> TASK INSTRUCTIONS
Report how many lines in the entries below contain the word "passenger". Give only the number.

--- Begin ---

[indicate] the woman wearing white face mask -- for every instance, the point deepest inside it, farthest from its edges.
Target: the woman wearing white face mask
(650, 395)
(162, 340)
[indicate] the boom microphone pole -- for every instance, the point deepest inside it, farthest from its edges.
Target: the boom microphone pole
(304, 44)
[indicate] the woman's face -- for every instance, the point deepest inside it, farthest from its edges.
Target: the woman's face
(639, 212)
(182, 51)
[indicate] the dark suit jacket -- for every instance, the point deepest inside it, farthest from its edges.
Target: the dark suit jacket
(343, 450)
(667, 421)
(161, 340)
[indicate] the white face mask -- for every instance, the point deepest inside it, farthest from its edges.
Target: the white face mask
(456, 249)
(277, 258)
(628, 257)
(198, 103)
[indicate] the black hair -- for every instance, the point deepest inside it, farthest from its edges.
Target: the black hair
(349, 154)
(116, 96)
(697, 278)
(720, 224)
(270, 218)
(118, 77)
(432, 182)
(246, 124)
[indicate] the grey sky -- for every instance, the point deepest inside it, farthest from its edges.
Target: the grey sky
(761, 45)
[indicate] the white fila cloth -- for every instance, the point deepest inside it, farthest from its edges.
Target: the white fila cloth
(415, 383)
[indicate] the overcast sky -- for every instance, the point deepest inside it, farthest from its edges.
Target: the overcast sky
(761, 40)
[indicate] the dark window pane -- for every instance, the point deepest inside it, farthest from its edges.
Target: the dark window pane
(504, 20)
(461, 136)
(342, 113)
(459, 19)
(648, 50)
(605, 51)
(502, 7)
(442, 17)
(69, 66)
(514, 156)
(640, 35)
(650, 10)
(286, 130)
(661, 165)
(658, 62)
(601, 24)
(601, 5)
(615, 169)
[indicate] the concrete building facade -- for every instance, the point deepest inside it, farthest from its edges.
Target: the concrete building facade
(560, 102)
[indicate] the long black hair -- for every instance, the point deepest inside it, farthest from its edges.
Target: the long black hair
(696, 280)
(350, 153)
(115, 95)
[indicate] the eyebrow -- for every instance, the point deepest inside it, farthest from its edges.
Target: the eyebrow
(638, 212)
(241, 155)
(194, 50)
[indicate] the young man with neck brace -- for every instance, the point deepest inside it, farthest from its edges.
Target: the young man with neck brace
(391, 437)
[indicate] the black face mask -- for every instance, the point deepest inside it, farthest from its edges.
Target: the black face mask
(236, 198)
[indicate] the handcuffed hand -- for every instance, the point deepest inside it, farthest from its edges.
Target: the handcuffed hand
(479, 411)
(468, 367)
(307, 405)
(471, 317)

--- End ---
--- Begin ---

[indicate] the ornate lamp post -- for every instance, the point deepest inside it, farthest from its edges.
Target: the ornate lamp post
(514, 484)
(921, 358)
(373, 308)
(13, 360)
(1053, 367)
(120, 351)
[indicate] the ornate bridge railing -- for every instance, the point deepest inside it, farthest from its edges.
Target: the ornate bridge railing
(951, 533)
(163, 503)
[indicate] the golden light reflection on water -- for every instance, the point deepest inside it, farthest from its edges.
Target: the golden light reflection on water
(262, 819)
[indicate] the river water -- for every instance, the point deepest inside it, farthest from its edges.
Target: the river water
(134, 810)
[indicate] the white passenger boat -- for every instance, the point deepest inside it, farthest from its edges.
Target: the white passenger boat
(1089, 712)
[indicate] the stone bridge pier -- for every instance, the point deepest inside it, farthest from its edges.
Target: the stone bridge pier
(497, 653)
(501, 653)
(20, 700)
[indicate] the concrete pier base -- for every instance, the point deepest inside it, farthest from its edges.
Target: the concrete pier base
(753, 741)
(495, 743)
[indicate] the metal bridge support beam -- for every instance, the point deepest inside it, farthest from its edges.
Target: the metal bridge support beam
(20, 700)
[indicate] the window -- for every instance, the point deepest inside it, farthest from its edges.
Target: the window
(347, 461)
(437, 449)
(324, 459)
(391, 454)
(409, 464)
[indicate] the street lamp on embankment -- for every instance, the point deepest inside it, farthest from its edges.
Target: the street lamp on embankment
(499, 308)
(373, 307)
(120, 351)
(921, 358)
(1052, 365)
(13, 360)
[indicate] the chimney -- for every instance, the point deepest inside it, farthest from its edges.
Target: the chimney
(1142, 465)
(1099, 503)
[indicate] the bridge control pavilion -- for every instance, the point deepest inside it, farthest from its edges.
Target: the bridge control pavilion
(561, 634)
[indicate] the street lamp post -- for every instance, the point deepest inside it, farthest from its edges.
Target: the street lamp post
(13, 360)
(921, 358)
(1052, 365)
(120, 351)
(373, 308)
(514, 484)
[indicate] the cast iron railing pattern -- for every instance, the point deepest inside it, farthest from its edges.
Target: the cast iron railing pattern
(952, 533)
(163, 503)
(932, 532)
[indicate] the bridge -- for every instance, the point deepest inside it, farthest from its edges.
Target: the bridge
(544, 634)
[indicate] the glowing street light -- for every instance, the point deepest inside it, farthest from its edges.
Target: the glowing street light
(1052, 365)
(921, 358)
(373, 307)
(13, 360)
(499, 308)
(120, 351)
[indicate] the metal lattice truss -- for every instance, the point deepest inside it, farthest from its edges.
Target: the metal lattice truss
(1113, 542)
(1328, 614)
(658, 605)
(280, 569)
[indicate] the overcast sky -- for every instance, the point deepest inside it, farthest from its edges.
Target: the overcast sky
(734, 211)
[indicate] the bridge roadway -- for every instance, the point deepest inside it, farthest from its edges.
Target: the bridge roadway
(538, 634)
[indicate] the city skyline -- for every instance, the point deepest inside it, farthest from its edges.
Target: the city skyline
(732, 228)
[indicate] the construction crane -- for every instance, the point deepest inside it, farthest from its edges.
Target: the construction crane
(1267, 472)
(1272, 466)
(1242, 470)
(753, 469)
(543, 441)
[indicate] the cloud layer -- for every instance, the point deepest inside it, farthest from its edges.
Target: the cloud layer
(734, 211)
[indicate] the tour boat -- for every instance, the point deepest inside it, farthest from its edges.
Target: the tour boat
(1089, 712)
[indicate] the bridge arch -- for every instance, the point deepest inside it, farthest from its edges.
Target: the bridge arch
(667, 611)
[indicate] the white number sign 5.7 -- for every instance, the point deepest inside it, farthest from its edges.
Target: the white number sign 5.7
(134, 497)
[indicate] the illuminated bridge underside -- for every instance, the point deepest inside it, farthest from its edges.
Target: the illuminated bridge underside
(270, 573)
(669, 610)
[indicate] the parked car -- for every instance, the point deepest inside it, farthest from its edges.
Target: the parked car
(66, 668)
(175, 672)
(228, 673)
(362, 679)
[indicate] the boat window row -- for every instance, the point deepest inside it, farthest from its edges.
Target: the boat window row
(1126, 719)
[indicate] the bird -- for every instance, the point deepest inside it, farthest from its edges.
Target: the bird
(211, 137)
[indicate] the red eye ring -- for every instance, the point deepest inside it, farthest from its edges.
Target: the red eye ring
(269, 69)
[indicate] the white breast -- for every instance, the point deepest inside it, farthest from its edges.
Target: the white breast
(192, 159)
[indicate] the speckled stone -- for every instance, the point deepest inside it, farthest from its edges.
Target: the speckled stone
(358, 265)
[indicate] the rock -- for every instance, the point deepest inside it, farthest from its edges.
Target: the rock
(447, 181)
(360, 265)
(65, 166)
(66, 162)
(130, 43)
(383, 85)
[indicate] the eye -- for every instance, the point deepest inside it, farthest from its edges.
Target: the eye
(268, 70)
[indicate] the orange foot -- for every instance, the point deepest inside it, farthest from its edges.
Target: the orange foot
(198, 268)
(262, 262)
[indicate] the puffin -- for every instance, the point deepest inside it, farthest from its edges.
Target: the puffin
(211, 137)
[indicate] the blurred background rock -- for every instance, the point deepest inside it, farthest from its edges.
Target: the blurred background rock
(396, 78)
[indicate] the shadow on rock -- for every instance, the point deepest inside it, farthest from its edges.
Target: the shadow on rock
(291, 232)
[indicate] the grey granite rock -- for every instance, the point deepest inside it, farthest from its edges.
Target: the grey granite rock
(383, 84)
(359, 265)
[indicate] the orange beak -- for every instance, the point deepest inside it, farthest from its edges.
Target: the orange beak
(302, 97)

--- End ---
--- Begin ---

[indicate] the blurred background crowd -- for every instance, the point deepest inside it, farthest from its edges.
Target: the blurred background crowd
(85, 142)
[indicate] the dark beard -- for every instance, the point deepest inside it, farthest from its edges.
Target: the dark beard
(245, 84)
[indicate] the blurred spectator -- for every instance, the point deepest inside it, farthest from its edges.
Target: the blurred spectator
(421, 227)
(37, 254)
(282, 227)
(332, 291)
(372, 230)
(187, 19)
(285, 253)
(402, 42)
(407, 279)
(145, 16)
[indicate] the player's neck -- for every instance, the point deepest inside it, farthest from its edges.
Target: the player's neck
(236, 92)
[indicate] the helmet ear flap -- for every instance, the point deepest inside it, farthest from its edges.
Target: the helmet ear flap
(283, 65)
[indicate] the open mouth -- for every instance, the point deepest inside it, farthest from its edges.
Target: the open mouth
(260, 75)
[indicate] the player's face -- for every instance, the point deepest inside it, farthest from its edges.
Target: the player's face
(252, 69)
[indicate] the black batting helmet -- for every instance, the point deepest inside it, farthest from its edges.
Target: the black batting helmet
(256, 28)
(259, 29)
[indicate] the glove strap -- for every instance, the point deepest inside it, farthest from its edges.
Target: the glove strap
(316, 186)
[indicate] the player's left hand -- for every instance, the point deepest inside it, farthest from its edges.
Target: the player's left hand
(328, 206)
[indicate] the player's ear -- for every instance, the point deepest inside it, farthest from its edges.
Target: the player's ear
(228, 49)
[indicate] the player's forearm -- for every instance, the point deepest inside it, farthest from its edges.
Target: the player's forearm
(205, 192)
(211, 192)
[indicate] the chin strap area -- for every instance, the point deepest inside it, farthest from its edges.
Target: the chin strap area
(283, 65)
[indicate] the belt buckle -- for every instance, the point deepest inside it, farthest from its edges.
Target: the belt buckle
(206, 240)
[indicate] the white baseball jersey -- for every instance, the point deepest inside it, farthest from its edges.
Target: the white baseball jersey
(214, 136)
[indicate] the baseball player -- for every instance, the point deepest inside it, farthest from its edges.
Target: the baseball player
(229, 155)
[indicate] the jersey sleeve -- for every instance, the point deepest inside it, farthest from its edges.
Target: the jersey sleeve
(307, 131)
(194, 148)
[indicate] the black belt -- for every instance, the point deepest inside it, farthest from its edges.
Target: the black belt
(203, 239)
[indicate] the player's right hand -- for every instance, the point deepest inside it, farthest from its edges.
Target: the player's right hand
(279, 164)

--- End ---

> ANSWER FOR THIS EXERCISE
2